### [RECORDS SHOWN]
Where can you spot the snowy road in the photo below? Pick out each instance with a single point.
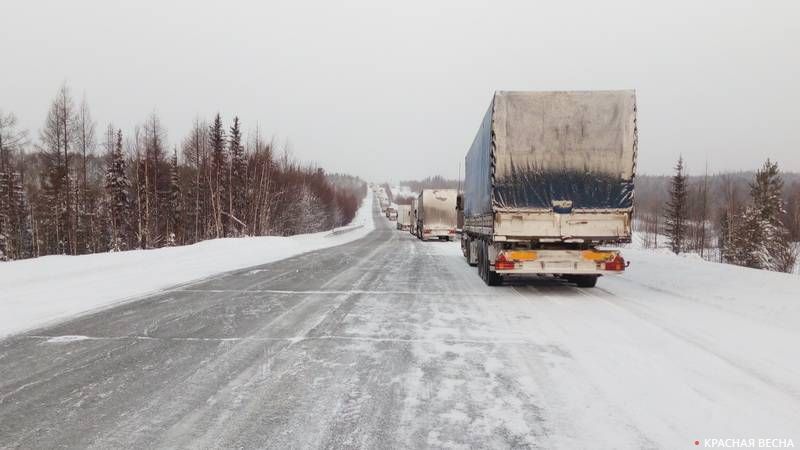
(388, 342)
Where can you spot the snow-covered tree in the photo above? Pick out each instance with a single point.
(216, 142)
(237, 180)
(175, 205)
(117, 188)
(757, 237)
(675, 215)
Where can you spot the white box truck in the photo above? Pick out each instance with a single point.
(403, 217)
(436, 214)
(548, 179)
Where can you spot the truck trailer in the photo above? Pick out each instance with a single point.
(413, 215)
(436, 214)
(403, 217)
(549, 179)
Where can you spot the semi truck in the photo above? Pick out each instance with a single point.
(548, 181)
(413, 215)
(436, 214)
(403, 217)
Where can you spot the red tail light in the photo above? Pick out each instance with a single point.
(617, 264)
(501, 263)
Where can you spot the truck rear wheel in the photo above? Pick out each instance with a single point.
(484, 268)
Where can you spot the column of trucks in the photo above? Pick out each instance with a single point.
(548, 181)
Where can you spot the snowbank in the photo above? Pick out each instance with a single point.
(36, 291)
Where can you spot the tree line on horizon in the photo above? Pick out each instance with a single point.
(747, 219)
(76, 191)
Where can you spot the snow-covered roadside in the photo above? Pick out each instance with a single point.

### [REQUIRED TASK]
Rewrite all the rows above with "Pick out each instance" changed to "Mark every instance" and everything else left as it is. Leave the pictures out.

### [EXERCISE ANSWER]
Where can you spot the snowy road in the photo below? Mark every instance with a single point.
(388, 342)
Where can you spot the snow-covered tree in the photo above? Mark every instance with a single point.
(216, 142)
(237, 180)
(175, 205)
(117, 188)
(757, 237)
(675, 215)
Where can you spot the white box truck in the photo above? Mark every instance with a single point.
(403, 217)
(436, 214)
(548, 179)
Where can you spot the truck trailer in the photo above? Mark every instance with a single point.
(413, 215)
(436, 214)
(403, 217)
(549, 179)
Where can you spot the semi truck in the photo above? Mark every instance with a single point.
(548, 181)
(413, 215)
(436, 214)
(403, 217)
Where can you spot the red tail light in the photo above? Mark every instance with a single point.
(617, 264)
(501, 263)
Where can you spot the truck rear wheel in the photo above? Mark every instance with a single point.
(484, 268)
Where can you spot the column of trucks in the photo above? Mark every instance with a single point.
(548, 181)
Where can you spot the snowbank in the photo above? Mark every instance with a single point.
(36, 291)
Where can you spot the tree line on horizon in the photo above? Mark every instance with a single point.
(747, 219)
(76, 191)
Where can you spot the snow-covered roadside in the photo above? Mark every instance with a single point.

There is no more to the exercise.